- [TO BE DONE]:
Tally how many lines in the rows below include the string "photo". Give only the number.

>> begin EXTRACTED RECORDS

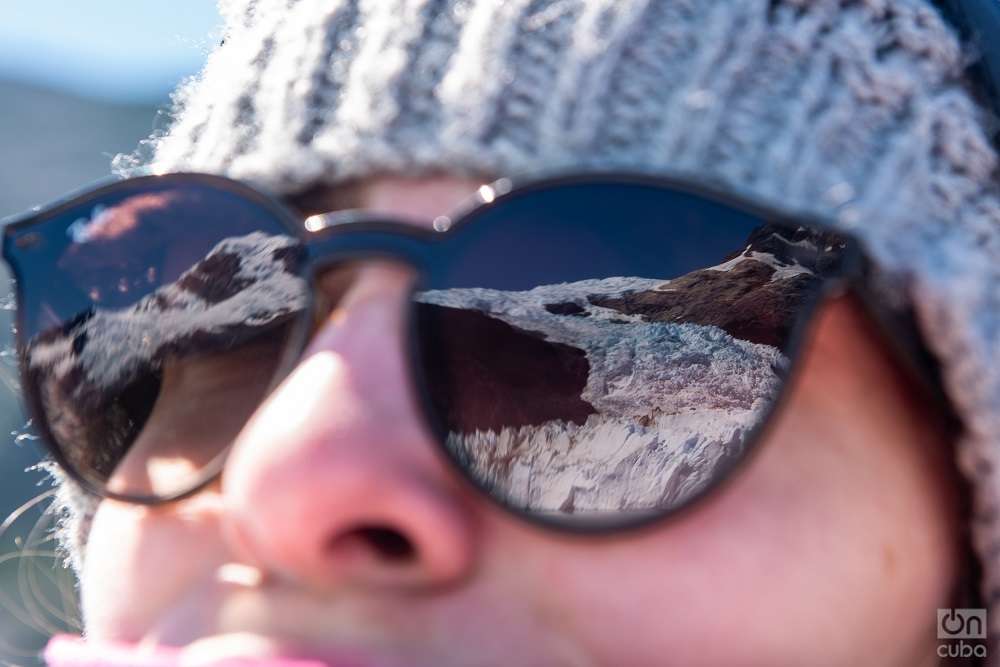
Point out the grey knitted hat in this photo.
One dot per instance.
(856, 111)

>> end EXTRACTED RECORDS
>> begin EXTRACTED RECORDS

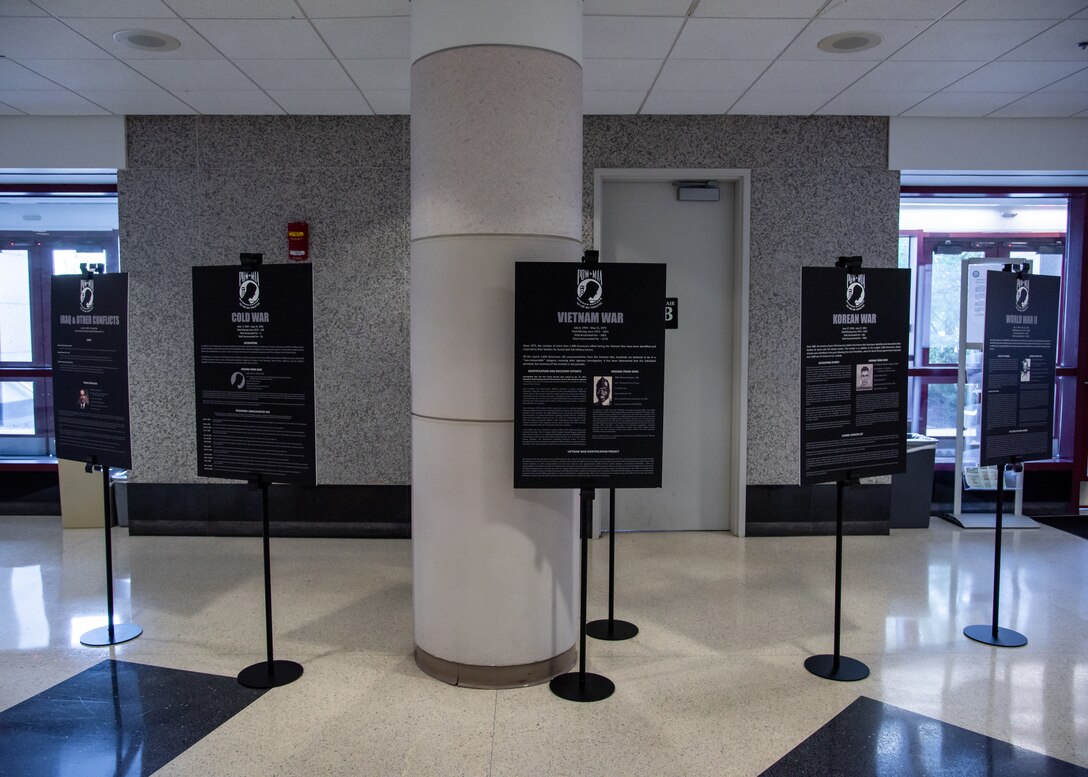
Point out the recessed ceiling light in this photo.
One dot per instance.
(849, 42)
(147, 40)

>> end EXTRACTED RECORDS

- [OUTPUT FOR THIS TASK]:
2